* _EXERCISE DESCRIPTION_
Identify every line in the records below that contains the word "instance", and reproduce each one.
(INPUT DATA begins)
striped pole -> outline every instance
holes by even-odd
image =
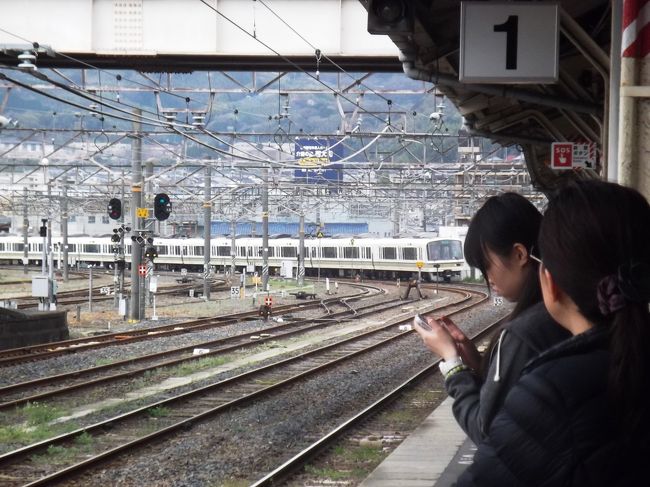
[[[639,137],[650,111],[644,99],[650,89],[640,82],[650,53],[650,0],[624,0],[621,33],[618,182],[641,189],[641,157],[648,144]],[[647,195],[646,195],[647,196]]]

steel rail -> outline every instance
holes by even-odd
[[[491,333],[505,318],[500,318],[497,321],[491,323],[481,332],[474,335],[472,341],[480,341],[485,338],[486,335]],[[304,467],[304,465],[318,455],[319,452],[323,451],[325,448],[329,447],[334,441],[339,437],[349,432],[351,429],[355,428],[359,423],[361,423],[366,418],[373,416],[380,412],[383,408],[391,404],[396,398],[404,394],[405,391],[417,387],[418,383],[428,378],[433,373],[438,373],[438,364],[440,359],[433,362],[431,365],[428,365],[424,369],[420,370],[418,373],[404,381],[402,384],[397,386],[395,389],[390,391],[388,394],[384,395],[382,398],[378,399],[370,406],[365,408],[363,411],[357,413],[355,416],[345,420],[339,426],[331,430],[329,433],[309,445],[307,448],[303,449],[300,453],[294,455],[292,458],[284,462],[278,468],[268,473],[255,483],[251,484],[250,487],[265,487],[271,485],[280,485],[281,482],[289,478],[294,472]]]
[[[479,294],[479,293],[477,293],[477,294]],[[449,314],[451,315],[451,314],[458,313],[460,311],[464,311],[466,309],[469,309],[469,308],[471,308],[473,306],[476,306],[476,305],[484,302],[487,299],[487,296],[484,293],[482,293],[482,294],[483,294],[483,298],[480,301],[472,303],[469,306],[466,306],[465,308],[462,308],[461,310],[457,310],[457,311],[454,311],[453,313],[449,313]],[[471,296],[468,294],[466,300],[469,300],[469,299],[471,299]],[[458,303],[455,303],[455,304],[458,304]],[[137,417],[137,416],[146,415],[147,411],[151,410],[152,408],[158,408],[158,407],[163,407],[163,406],[171,408],[176,403],[187,404],[187,401],[190,400],[192,397],[195,397],[197,395],[200,395],[200,394],[203,394],[203,393],[206,393],[206,392],[207,393],[214,393],[215,390],[218,390],[219,388],[223,387],[225,384],[231,384],[231,383],[234,383],[236,381],[240,381],[242,379],[254,378],[255,376],[257,376],[261,372],[266,372],[266,371],[269,371],[271,369],[284,367],[284,366],[286,366],[286,365],[288,365],[290,363],[293,363],[293,362],[300,363],[301,361],[303,361],[307,357],[316,356],[319,353],[328,352],[329,350],[335,349],[336,347],[341,347],[342,345],[346,345],[346,344],[350,344],[350,343],[353,343],[353,342],[361,341],[361,340],[363,340],[365,338],[368,338],[368,337],[371,337],[373,335],[378,335],[379,333],[387,331],[387,330],[389,330],[391,328],[393,328],[393,331],[394,331],[395,325],[399,325],[401,323],[407,323],[407,322],[409,322],[411,320],[411,318],[412,318],[411,316],[408,316],[406,318],[404,318],[404,317],[393,318],[393,319],[389,320],[389,322],[387,322],[383,327],[368,331],[368,332],[366,332],[364,334],[357,335],[357,336],[350,337],[350,338],[346,338],[346,339],[340,340],[340,341],[338,341],[336,343],[332,343],[332,344],[320,347],[318,349],[311,350],[311,351],[305,352],[303,354],[299,354],[297,356],[290,357],[290,358],[281,360],[279,362],[276,362],[276,363],[273,363],[273,364],[270,364],[270,365],[267,365],[267,366],[263,366],[263,367],[261,367],[259,369],[254,370],[254,371],[244,372],[244,373],[242,373],[240,375],[231,377],[229,379],[225,379],[225,380],[220,381],[220,382],[218,382],[216,384],[211,384],[211,385],[208,385],[208,386],[204,386],[204,387],[201,387],[199,389],[195,389],[193,391],[189,391],[189,392],[177,395],[175,397],[164,399],[164,400],[158,401],[156,403],[149,404],[147,406],[141,407],[141,408],[136,409],[134,411],[124,413],[124,414],[122,414],[120,416],[116,416],[114,418],[109,418],[107,420],[95,423],[93,425],[89,425],[89,426],[86,426],[84,428],[79,428],[79,429],[77,429],[75,431],[59,435],[58,437],[50,438],[48,440],[44,440],[44,441],[41,441],[39,443],[28,445],[28,446],[20,448],[18,450],[8,452],[8,453],[6,453],[4,455],[0,455],[0,465],[5,465],[5,464],[7,464],[9,462],[17,461],[18,459],[23,458],[26,455],[30,455],[30,454],[34,454],[34,453],[39,452],[39,451],[43,451],[44,449],[48,448],[50,445],[56,445],[56,444],[71,441],[71,440],[73,440],[74,438],[76,438],[77,436],[79,436],[79,435],[81,435],[83,433],[90,433],[90,432],[99,433],[101,431],[105,431],[107,428],[114,430],[114,428],[116,427],[118,422],[125,421],[126,419],[132,419],[132,418]],[[269,392],[275,391],[276,389],[284,387],[287,384],[293,383],[293,382],[298,381],[298,380],[300,380],[302,378],[310,376],[311,374],[313,374],[315,372],[322,371],[322,370],[324,370],[326,368],[337,365],[337,364],[341,363],[342,361],[347,360],[347,359],[349,359],[351,357],[355,357],[355,356],[358,356],[358,355],[360,355],[362,353],[368,352],[370,350],[374,350],[374,349],[376,349],[376,348],[378,348],[380,346],[383,346],[383,345],[385,345],[387,343],[390,343],[391,341],[393,341],[393,340],[395,340],[397,338],[402,338],[402,337],[407,336],[407,335],[409,335],[411,333],[413,333],[413,330],[398,332],[397,334],[394,334],[394,335],[390,336],[389,338],[379,337],[379,341],[375,342],[374,344],[370,345],[369,347],[362,348],[362,349],[359,349],[359,350],[353,350],[352,352],[347,353],[346,355],[343,355],[341,357],[337,357],[337,358],[334,358],[332,360],[329,360],[328,362],[326,362],[324,364],[318,365],[316,367],[309,368],[307,370],[300,370],[294,376],[291,376],[289,378],[285,378],[285,379],[282,379],[280,381],[277,381],[272,385],[260,387],[257,390],[254,390],[253,392],[249,392],[246,395],[236,397],[236,399],[229,400],[226,403],[223,403],[223,404],[221,404],[221,405],[219,405],[217,407],[213,407],[213,408],[210,408],[208,410],[204,410],[204,411],[202,411],[202,412],[200,412],[198,414],[194,414],[193,416],[191,416],[189,418],[183,419],[183,420],[181,420],[179,422],[176,422],[176,423],[174,423],[174,424],[172,424],[170,426],[164,427],[164,428],[162,428],[162,429],[160,429],[160,430],[158,430],[156,432],[153,432],[151,434],[148,434],[148,435],[136,438],[134,440],[128,441],[127,443],[123,443],[123,444],[121,444],[121,445],[119,445],[117,447],[111,448],[111,449],[109,449],[107,451],[104,451],[104,452],[98,454],[98,455],[87,458],[86,460],[83,460],[83,461],[81,461],[81,462],[79,462],[77,464],[71,465],[71,466],[66,467],[66,468],[64,468],[62,470],[51,473],[51,474],[49,474],[49,475],[47,475],[45,477],[42,477],[42,478],[40,478],[40,479],[38,479],[38,480],[36,480],[34,482],[31,482],[31,483],[27,484],[27,486],[33,487],[33,486],[37,486],[37,485],[46,485],[46,484],[51,483],[54,480],[61,480],[63,478],[67,478],[67,477],[70,477],[72,475],[79,474],[81,471],[87,469],[88,467],[90,467],[90,466],[92,466],[92,465],[94,465],[94,464],[96,464],[96,463],[98,463],[100,461],[106,460],[109,457],[112,457],[112,456],[117,455],[119,453],[129,451],[131,449],[139,447],[140,445],[143,445],[143,444],[145,444],[147,442],[153,441],[154,439],[157,439],[159,437],[168,435],[168,434],[170,434],[170,433],[172,433],[174,431],[177,431],[179,429],[190,427],[190,426],[194,425],[198,421],[201,421],[201,420],[206,419],[206,418],[208,418],[208,417],[210,417],[210,416],[212,416],[214,414],[217,414],[219,412],[227,410],[227,409],[229,409],[229,408],[231,408],[231,407],[233,407],[235,405],[240,405],[240,404],[243,404],[243,403],[245,403],[245,402],[247,402],[247,401],[249,401],[249,400],[251,400],[253,398],[257,398],[259,396],[263,396],[265,394],[268,394]],[[259,386],[260,385],[259,380],[257,382],[255,380],[253,380],[253,384],[256,384],[257,386]],[[251,382],[249,382],[247,385],[250,387]],[[233,394],[233,395],[238,396],[238,394],[236,394],[236,393]]]
[[[358,293],[357,295],[347,296],[349,299],[353,299],[353,298],[362,299],[365,295],[367,295],[370,292],[371,289],[377,292],[383,292],[382,289],[373,286],[365,285],[365,286],[356,286],[356,287],[366,289],[366,291]],[[322,301],[326,301],[326,302],[339,301],[344,297],[346,296],[327,298]],[[317,301],[313,303],[301,303],[298,305],[295,304],[280,305],[274,307],[274,312],[276,314],[289,313],[292,311],[308,309],[320,305],[321,305],[320,302]],[[243,319],[249,319],[257,316],[258,316],[258,311],[251,310],[251,311],[244,311],[242,313],[232,313],[229,315],[222,315],[222,316],[212,317],[212,318],[202,318],[202,319],[193,320],[185,323],[175,323],[171,325],[163,325],[163,326],[140,329],[140,330],[132,330],[128,332],[106,333],[103,335],[96,335],[94,337],[77,338],[73,340],[65,340],[60,342],[50,342],[43,345],[13,348],[9,350],[0,351],[0,366],[15,365],[25,361],[34,361],[43,358],[53,357],[56,355],[76,353],[80,350],[88,350],[93,348],[102,348],[111,345],[131,343],[134,341],[151,338],[151,336],[162,337],[162,336],[177,335],[181,333],[189,333],[195,330],[201,330],[212,326],[223,326],[225,324],[230,324],[233,322],[241,321]],[[230,322],[230,323],[226,323],[226,322]]]
[[[363,308],[366,310],[363,314],[355,316],[355,319],[361,318],[363,316],[367,316],[369,314],[374,314],[374,313],[380,313],[383,311],[387,311],[389,309],[392,309],[397,306],[402,306],[404,304],[403,301],[399,301],[397,304],[390,304],[391,302],[383,302],[383,303],[377,303],[377,304],[372,304],[372,305],[367,305]],[[378,306],[382,306],[380,309],[373,309],[377,308]],[[372,309],[370,311],[369,309]],[[349,315],[351,311],[342,311],[339,313],[335,313],[332,315],[332,317],[328,318],[315,318],[315,319],[306,319],[306,320],[301,320],[298,322],[292,322],[292,323],[284,323],[281,325],[275,325],[271,326],[268,328],[263,328],[260,330],[255,330],[253,332],[246,332],[242,333],[239,335],[234,335],[234,336],[229,336],[225,338],[219,338],[216,340],[210,340],[207,342],[203,343],[197,343],[194,345],[189,345],[189,346],[184,346],[180,348],[175,348],[172,350],[166,350],[163,352],[157,352],[153,354],[148,354],[148,355],[142,355],[139,357],[133,357],[130,359],[125,359],[121,360],[119,362],[113,362],[111,364],[106,364],[106,365],[100,365],[96,367],[89,367],[86,369],[80,369],[80,370],[75,370],[72,372],[65,372],[62,374],[57,374],[53,376],[48,376],[48,377],[41,377],[39,379],[34,379],[31,381],[26,381],[26,382],[20,382],[16,384],[10,384],[8,386],[0,387],[0,397],[7,397],[7,394],[11,392],[16,392],[17,390],[20,389],[27,389],[27,388],[32,388],[34,386],[38,386],[41,384],[47,384],[48,386],[53,385],[53,383],[56,382],[62,382],[65,380],[72,380],[72,379],[79,379],[84,376],[88,375],[93,375],[97,374],[100,372],[106,372],[111,369],[118,369],[122,367],[126,367],[128,365],[133,365],[137,364],[139,362],[144,362],[144,361],[151,361],[151,360],[156,360],[156,359],[161,359],[165,357],[170,357],[178,354],[187,354],[190,353],[190,355],[185,355],[180,358],[174,358],[171,360],[167,360],[164,362],[158,362],[155,364],[147,365],[144,367],[139,367],[135,370],[129,370],[129,371],[123,371],[123,372],[118,372],[112,375],[104,376],[104,377],[98,377],[95,379],[91,379],[88,381],[84,382],[79,382],[77,384],[71,384],[67,385],[64,387],[61,387],[59,389],[54,389],[54,390],[49,390],[37,394],[32,394],[30,396],[24,396],[18,399],[13,399],[13,400],[5,400],[4,402],[0,403],[0,411],[10,409],[13,407],[21,406],[27,403],[33,403],[33,402],[41,402],[44,399],[50,399],[54,396],[59,396],[62,394],[67,394],[72,391],[78,391],[79,389],[84,389],[92,386],[97,386],[99,384],[104,384],[120,379],[128,379],[128,378],[133,378],[139,374],[144,374],[146,372],[156,370],[156,369],[162,369],[165,367],[172,367],[172,366],[177,366],[181,365],[186,362],[192,362],[192,361],[198,361],[205,359],[207,357],[213,357],[213,356],[218,356],[222,355],[225,352],[230,352],[234,350],[242,350],[246,349],[249,347],[257,347],[262,343],[265,343],[267,341],[275,341],[278,339],[282,338],[288,338],[290,336],[295,336],[299,335],[302,333],[306,333],[309,331],[312,331],[317,328],[322,328],[324,325],[329,325],[333,322],[335,323],[340,323],[341,320],[337,320],[333,318],[334,316],[340,316],[340,317],[345,317]],[[301,325],[306,325],[306,326],[301,326]],[[297,327],[297,328],[296,328]],[[285,330],[288,328],[292,328],[288,331],[284,331],[281,333],[277,333],[280,330]],[[274,333],[275,332],[275,333]],[[269,335],[268,337],[261,337],[255,341],[252,341],[251,337],[253,336],[258,336],[261,334],[267,334]],[[228,345],[228,343],[234,342]],[[218,348],[214,348],[218,347]],[[213,348],[207,353],[203,353],[200,355],[194,355],[191,352],[195,348]]]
(INPUT DATA ends)
* _ANSWER TO THE EXERCISE_
striped pole -> outline every instance
steel rail -> outline every instance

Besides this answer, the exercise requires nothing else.